*INSTRUCTIONS TO FOLLOW:* Put the entries into a Markdown table with two columns, Row and Line, giving each line its own numbered row. Start at the first line of the entries, stop after the line that contains "392L173 390L178 398L185", and skip any blank lines.

*RECORDS TO PROCESS:*
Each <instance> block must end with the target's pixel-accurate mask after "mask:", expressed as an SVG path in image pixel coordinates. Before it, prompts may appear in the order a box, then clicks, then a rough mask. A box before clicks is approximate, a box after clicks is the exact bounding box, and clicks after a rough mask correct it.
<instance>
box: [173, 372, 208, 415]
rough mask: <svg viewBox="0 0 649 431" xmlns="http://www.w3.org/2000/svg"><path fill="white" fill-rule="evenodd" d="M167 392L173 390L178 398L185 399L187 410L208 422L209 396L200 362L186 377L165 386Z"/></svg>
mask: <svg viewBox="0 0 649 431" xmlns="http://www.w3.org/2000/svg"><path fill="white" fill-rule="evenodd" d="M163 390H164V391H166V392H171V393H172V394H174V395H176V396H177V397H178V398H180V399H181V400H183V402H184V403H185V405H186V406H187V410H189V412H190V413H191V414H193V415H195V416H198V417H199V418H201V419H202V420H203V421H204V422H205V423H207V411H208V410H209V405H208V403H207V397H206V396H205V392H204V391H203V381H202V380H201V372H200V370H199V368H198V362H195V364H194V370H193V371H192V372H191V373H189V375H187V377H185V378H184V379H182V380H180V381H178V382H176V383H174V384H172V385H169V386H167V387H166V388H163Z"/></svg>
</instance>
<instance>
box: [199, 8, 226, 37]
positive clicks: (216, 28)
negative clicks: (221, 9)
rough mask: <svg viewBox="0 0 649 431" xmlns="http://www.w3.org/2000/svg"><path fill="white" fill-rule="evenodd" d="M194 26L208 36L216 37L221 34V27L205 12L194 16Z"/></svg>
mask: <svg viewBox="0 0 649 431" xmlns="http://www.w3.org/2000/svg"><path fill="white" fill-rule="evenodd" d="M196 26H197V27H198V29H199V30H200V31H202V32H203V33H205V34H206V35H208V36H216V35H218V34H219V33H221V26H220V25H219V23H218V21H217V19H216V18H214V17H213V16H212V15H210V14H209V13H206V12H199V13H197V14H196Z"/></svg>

*ANSWER TO THIS PROBLEM:*
| Row | Line |
|---|---|
| 1 | Each <instance> block must end with the target's pixel-accurate mask after "mask:", expressed as an SVG path in image pixel coordinates. Before it, prompts may appear in the order a box, then clicks, then a rough mask. A box before clicks is approximate, a box after clicks is the exact bounding box, and clicks after a rough mask correct it. |
| 2 | <instance> |
| 3 | box: [173, 372, 208, 415] |
| 4 | rough mask: <svg viewBox="0 0 649 431" xmlns="http://www.w3.org/2000/svg"><path fill="white" fill-rule="evenodd" d="M167 392L173 390L178 398L185 399L187 410L208 422L209 396L200 362L186 377L165 386Z"/></svg> |